__To be done__
Set out every line of the entries below as a numbered list, leaving out any blank lines.
● ● ●
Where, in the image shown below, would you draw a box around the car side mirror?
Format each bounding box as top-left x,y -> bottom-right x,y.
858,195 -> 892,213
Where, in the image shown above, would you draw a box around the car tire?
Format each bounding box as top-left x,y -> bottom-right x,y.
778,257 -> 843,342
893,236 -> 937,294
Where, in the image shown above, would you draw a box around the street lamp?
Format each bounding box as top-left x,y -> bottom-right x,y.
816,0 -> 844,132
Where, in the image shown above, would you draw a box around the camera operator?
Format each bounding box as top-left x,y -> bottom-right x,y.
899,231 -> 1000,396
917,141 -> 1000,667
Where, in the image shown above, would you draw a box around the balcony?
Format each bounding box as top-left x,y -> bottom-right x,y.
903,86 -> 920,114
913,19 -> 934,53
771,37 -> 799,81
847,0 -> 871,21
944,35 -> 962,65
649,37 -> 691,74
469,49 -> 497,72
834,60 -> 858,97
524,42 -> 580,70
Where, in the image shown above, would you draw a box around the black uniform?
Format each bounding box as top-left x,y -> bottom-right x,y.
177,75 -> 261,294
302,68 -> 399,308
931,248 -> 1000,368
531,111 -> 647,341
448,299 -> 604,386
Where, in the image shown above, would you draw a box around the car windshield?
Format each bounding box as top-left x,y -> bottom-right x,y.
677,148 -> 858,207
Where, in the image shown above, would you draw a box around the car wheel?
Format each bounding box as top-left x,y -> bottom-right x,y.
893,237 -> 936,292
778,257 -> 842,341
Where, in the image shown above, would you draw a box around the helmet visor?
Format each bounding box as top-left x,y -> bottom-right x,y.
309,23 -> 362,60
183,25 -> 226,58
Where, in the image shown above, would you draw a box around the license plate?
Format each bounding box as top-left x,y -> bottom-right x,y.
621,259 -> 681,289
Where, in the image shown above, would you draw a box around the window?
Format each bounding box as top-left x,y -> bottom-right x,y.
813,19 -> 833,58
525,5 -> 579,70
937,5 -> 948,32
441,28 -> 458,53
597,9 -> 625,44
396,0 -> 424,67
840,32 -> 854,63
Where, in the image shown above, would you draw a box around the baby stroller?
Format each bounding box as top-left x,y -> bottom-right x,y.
● ● ●
__Task output__
1. Where, in the image shown below, would you draw a box around the car side mirror?
2. Format each bounding box as top-left x,y -> bottom-right x,y.
3. 858,195 -> 892,213
4. Where, in the image shown above, would you draw a box around the car tire?
5. Format each bounding box as top-left x,y -> bottom-right x,y.
6. 778,257 -> 843,342
7. 893,236 -> 937,294
8. Where, in the image shown above, would you draw a box around the street lamp?
9. Format each bounding box as top-left x,y -> bottom-right x,y.
10. 816,0 -> 844,132
11. Where, in the image shown above, would you draw a box around the camera operator?
12. Format each bounding box as top-left x,y -> bottom-right x,y.
13. 899,231 -> 1000,396
14. 917,141 -> 1000,667
15. Where, in the image shown above, would you draw a box around the balcony?
16. Format each bounding box as top-left x,y -> bottom-right x,y.
17. 903,86 -> 920,114
18. 913,19 -> 934,53
19. 771,37 -> 799,81
20. 847,0 -> 871,21
21. 944,35 -> 962,65
22. 649,37 -> 691,74
23. 469,49 -> 497,72
24. 834,60 -> 858,97
25. 524,42 -> 580,70
26. Where, in the image shown above, would you draw a box around the black uniform?
27. Format each bounding box as top-left x,y -> bottom-right x,y.
28. 177,75 -> 261,294
29. 302,68 -> 399,308
30. 931,248 -> 1000,368
31. 531,111 -> 647,341
32. 448,299 -> 604,386
33. Where, in the image shown above, would you draw a box around the car windshield?
34. Format each bounding box as top-left x,y -> bottom-right x,y.
35. 677,148 -> 858,207
36. Where, in the image shown above, would you draw a box around the car wheel?
37. Format each bounding box as top-left x,y -> bottom-right x,y.
38. 893,237 -> 936,292
39. 778,257 -> 842,341
40. Where, in the image shown above, would you draw a box around the helmet visor?
41. Format each bounding box as top-left x,y -> bottom-right x,y.
42. 309,23 -> 362,60
43. 183,25 -> 226,58
44. Where, in the image shown above, would you draw a box around the license plate?
45. Format each bounding box as top-left x,y -> bottom-right x,y.
46. 621,259 -> 681,289
47. Where, in the image shown above, would you draw a box around the window?
48. Format each bounding box as top-left x,y -> bottom-right x,y.
49. 813,19 -> 833,58
50. 525,5 -> 579,70
51. 937,5 -> 948,32
52. 441,28 -> 458,53
53. 597,9 -> 625,44
54. 396,0 -> 424,67
55. 840,32 -> 854,63
56. Where, in the image shown above, would you draw a box around the baby stroller?
57. Format each bounding box as top-left x,y -> bottom-right x,y.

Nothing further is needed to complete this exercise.